### EXTRAIT DU DOCUMENT
En 1861, Sorel prend un essor économique important grâce à ses chantiers navals, ses ateliers mécaniques et ses lignes de navigation. La population de 5000 habitants se rend rapidement compte qu’il y a un manque au niveau de l’éducation, puisque la région ne compte qu’une école élémentaire et commerciale, sous la direction des Frères des Écoles chrétiennes. Quoique cette dernière soit placée au premier plan des institutions de ce genre, on aspirait à plus. C’est donc à cette époque que l’on tente de doter Sorel d’un collège classique.

La réponse de l’évêque de Saint-Hyacinthe est négative. La raison : il y a assez de collèges classiques dans la province et la fondation d’une institution similaire pourrait entraîner la ruine des grands collèges, plus particulière celui de Saint-Hyacinthe. Malgré tout, le projet prend de l’ampleur et, en 1868, sous l’autorité du maire Georges-Isidore Barthe, on décide l’établissement d’un collège classico-commercial dans le genre de celui de Trois-Rivières.

Puisque le nombre d’élèves augmente d’année en année, on décide d’ériger un nouveau collège. L’édifice est imposant et mesure 150 pieds de front sur 50 de largeur avec soubassement et quatre étages. Il est en pierre à bosse d’un gris sombre, surmonté d’une coupole centrale et d’une tourelle aux quatre coins du toit. Malheureusement, à cause d’une aide financière qui ne vient pas et, malgré de nombreux efforts des citoyens, les immeubles du collège sont vendus à un prix dérisoire. Plusieurs s’en désolent, dont l’abbé Després qui écrira : « N’est-il pas déplorable […] de voir tomber une maison de cette importance entre les mains de nos frères séparés ? Il semble, à la distance où nous sommes de ces évènements, qu’avec le concours du gouvernement et des autorités civiles et ecclésiastiques, il eut été facile de garantir ce montant et d’assurer ainsi l’existence de l’institution… Sorel fit, en cette circonstance, une grande perte. » Le collège sera remplacé par un lycée anglican, le collège Lincoln.

### DONNÉES FOURNIES

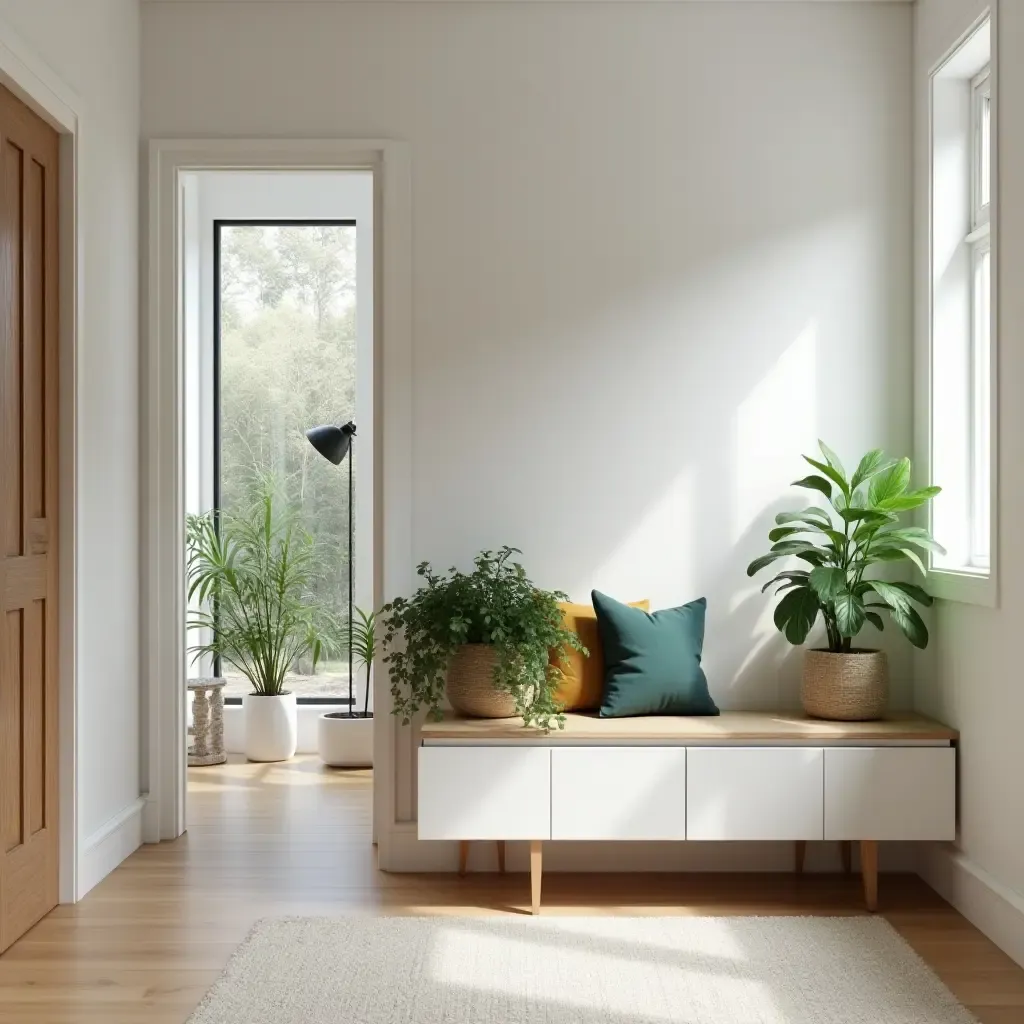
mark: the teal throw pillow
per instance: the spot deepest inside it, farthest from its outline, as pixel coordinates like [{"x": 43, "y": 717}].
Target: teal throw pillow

### TRAVAIL DEMANDÉ
**1.** D'après l'extrait sur le collège de Sorel, pour quelle raison la réponse de l'évêque de Saint-Hyacinthe est-elle négative ? Répondez en une à trois phrases.
**2.** Recopiez fidèlement le passage de l'extrait sur le collège de Sorel compris entre « La réponse de » et « celui de Trois-Rivières. », ces deux mentions incluses.

### LISTE DES SOLUTIONS
**1.** Selon l'évêque, la province compte déjà assez de collèges classiques. La fondation d'une institution similaire pourrait entraîner la ruine des grands collèges, en particulier celui de Saint-Hyacinthe.

**2.**
La réponse de l’évêque de Saint-Hyacinthe est négative. La raison : il y a assez de collèges classiques dans la province et la fondation d’une institution similaire pourrait entraîner la ruine des grands collèges, plus particulière celui de Saint-Hyacinthe. Malgré tout, le projet prend de l’ampleur et, en 1868, sous l’autorité du maire Georges-Isidore Barthe, on décide l’établissement d’un collège classico-commercial dans le genre de celui de Trois-Rivières.